Assigned task 1 |
According to the research findings, on how many spatial reasoning benchmarks were the models evaluated?
Assigned task 2 |
Please say whether each statement agrees with the research findings, answering yes or no and quoting the deciding words: (a) The study evaluated 17 models. (b) Chain of Thought prompting improved visual-spatial reasoning performance. (c) The models were found to have visual hallucination issues.

Passage |
************
# Research Findings: Chain of Thought Impairs Visual-Spatial Reasoning Ability of Multimodal Large Models

> This paper, through evaluating 17 models on 13 spatial benchmarks, found that Chain of Thought (CoT) prompting instead reduces visual-spatial reasoning performance, and reveals that models have serious shortcut learning and visual hallucination issues.

- 板块: [Openclaw Llm](https://www.zingnex.cn/en/forum/board/openclaw-llm)
- 发布时间: 2026-04-17T13:35:45.000Z
- 最近活动: 2026-04-20T02:26:52.409Z
- 热度: 97.2
- 关键词: 思维链, 空间推理, 多模态大模型, 捷径学习, 视觉幻觉, No-Image++, 视觉中心推理
- 页面链接: https://www.zingnex.cn/en/forum/thread/llm-arxiv-2604-16060v1
- Canonical: https://www.zingnex.cn/forum/thread/llm-arxiv-2604-16060v1
- Markdown 来源: floors_fallback

---

## [Introduction] Core Findings: Chain of Thought Impairs Visual-Spatial Reasoning Ability of Multimodal Large Models

This paper, through evaluating 17 multimodal models on 13 spatial reasoning benchmarks, found that Chain of Thought (CoT) prompting instead reduces visual-spatial reasoning performance, and reveals that models have serious shortcut learning and visual hallucination issues. This counterintuitive finding challenges the universality of CoT in the multimodal domain and points the way for future research.
************
Lines from a data source:
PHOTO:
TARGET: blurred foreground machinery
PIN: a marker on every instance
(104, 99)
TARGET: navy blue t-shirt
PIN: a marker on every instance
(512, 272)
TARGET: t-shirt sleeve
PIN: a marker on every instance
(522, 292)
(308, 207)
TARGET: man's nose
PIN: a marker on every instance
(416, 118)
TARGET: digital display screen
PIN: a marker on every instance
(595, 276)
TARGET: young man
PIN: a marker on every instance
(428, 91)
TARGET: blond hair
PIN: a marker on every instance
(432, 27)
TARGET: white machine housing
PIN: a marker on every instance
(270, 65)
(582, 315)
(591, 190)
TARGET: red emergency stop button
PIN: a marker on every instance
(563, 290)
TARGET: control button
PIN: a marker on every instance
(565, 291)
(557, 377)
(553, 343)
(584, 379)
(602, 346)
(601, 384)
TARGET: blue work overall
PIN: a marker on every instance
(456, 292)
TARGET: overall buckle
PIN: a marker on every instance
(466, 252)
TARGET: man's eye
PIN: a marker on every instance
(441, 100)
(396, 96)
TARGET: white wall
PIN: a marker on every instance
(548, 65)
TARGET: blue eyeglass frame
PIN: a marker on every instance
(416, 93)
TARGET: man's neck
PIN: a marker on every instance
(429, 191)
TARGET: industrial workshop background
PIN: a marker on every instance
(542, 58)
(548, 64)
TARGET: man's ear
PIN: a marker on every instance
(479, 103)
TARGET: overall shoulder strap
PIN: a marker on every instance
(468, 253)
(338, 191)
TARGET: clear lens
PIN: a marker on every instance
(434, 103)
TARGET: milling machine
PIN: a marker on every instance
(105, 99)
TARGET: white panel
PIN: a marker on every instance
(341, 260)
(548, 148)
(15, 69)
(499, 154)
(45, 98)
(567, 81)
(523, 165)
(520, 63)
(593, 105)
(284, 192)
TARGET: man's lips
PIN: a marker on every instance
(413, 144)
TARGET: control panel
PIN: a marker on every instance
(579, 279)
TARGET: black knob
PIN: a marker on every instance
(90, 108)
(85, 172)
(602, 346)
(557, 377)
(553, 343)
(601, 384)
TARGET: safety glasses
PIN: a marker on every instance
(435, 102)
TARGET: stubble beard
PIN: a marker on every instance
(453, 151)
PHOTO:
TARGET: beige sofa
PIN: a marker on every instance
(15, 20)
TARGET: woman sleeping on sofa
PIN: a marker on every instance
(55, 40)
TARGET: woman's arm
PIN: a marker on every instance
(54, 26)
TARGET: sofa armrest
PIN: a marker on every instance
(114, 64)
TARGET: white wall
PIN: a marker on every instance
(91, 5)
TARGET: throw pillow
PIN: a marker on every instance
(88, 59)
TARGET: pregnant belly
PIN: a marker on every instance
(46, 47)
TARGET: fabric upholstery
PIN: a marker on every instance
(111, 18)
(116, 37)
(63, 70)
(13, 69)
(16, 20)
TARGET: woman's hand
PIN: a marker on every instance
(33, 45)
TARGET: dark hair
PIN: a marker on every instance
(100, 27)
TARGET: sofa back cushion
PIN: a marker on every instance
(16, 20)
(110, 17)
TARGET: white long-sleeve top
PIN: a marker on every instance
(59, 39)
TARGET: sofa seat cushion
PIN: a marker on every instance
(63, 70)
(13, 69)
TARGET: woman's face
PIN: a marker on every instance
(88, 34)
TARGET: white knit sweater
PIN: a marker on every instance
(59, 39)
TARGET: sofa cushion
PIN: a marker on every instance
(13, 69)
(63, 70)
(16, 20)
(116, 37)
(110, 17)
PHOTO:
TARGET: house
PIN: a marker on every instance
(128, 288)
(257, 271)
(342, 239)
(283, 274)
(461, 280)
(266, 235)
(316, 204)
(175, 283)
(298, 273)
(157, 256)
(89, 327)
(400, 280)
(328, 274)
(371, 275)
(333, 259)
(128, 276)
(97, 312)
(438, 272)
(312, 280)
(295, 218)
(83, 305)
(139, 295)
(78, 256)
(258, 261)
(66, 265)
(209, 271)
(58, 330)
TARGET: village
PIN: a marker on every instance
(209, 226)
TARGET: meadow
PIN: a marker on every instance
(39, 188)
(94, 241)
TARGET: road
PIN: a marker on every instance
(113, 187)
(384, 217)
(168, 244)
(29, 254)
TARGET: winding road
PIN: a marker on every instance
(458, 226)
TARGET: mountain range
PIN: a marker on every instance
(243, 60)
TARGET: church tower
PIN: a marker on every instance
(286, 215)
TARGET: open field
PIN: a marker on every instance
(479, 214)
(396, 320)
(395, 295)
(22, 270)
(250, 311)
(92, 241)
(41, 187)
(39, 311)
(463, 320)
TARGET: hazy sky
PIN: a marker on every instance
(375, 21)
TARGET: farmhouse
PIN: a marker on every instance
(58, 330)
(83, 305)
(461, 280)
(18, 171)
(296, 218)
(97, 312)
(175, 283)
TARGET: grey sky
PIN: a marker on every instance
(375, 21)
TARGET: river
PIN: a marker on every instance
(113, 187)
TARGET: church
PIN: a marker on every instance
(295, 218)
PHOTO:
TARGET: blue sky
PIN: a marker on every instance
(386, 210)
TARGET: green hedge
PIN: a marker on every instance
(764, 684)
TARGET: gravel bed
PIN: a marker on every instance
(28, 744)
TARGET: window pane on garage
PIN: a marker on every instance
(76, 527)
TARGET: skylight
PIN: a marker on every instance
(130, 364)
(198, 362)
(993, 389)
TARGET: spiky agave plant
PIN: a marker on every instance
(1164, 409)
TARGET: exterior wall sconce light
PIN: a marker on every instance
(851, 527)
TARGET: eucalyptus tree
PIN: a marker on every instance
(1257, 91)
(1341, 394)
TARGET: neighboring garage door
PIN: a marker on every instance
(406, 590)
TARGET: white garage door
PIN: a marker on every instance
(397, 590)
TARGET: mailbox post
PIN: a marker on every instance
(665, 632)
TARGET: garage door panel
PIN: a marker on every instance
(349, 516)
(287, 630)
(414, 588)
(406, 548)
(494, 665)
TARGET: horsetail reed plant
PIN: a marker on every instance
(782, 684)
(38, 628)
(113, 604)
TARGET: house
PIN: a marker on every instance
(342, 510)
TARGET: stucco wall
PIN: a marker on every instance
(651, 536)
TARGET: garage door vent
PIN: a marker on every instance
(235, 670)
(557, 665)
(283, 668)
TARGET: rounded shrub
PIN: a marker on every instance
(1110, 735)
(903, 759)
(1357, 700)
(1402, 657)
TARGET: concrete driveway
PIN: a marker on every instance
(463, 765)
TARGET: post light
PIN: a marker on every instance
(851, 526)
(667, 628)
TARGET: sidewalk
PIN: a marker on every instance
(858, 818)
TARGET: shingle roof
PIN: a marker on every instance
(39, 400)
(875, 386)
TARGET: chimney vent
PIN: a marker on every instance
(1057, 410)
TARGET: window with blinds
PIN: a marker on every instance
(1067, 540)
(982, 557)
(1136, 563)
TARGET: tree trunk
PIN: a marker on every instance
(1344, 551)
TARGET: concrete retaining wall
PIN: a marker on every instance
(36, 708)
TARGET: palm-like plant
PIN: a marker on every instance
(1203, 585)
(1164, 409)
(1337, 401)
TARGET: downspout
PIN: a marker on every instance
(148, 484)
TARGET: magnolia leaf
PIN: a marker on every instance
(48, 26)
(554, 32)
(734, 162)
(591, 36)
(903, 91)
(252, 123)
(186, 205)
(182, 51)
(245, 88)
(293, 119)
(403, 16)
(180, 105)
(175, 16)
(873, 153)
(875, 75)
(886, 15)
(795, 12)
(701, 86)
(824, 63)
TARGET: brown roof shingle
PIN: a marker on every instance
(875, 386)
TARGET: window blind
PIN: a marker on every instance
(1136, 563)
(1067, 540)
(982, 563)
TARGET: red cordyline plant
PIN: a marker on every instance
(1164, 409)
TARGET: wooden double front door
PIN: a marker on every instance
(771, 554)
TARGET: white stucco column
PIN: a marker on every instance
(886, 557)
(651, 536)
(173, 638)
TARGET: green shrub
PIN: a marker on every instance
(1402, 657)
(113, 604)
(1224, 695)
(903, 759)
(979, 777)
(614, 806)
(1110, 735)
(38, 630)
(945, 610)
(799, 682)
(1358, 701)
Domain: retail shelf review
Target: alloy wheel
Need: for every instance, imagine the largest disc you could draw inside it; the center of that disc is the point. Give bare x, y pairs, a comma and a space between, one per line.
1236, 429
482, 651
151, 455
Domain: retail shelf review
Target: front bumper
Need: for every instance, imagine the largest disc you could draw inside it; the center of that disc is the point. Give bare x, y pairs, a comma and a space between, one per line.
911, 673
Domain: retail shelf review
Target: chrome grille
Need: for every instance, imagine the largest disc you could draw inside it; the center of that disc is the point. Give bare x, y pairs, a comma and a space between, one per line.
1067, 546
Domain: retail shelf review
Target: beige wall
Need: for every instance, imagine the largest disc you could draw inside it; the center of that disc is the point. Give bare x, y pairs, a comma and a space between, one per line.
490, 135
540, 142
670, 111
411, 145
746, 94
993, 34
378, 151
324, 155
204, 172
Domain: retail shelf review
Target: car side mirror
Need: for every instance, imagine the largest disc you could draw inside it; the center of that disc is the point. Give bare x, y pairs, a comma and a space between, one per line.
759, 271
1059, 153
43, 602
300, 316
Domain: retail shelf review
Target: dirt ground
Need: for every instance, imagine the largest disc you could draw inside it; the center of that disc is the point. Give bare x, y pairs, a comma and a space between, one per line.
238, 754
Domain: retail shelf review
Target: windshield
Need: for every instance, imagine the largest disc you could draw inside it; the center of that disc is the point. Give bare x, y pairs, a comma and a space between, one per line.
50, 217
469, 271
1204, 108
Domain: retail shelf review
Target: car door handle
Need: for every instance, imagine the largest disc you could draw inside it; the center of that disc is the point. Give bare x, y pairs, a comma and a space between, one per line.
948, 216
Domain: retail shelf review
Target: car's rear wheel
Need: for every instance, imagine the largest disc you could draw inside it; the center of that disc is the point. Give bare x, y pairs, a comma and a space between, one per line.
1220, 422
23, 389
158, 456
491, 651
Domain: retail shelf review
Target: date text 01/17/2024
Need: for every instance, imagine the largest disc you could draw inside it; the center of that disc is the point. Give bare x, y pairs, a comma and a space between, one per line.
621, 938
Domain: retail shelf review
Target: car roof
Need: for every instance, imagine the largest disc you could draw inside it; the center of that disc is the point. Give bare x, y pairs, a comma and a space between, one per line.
************
Task output 1 |
13 spatial reasoning benchmarks.

Task output 2 |
(a) Yes: "evaluating 17 multimodal models"
(b) No: "Chain of Thought (CoT) prompting instead reduces visual-spatial reasoning performance"
(c) Yes: "models have serious shortcut learning and visual hallucination issues"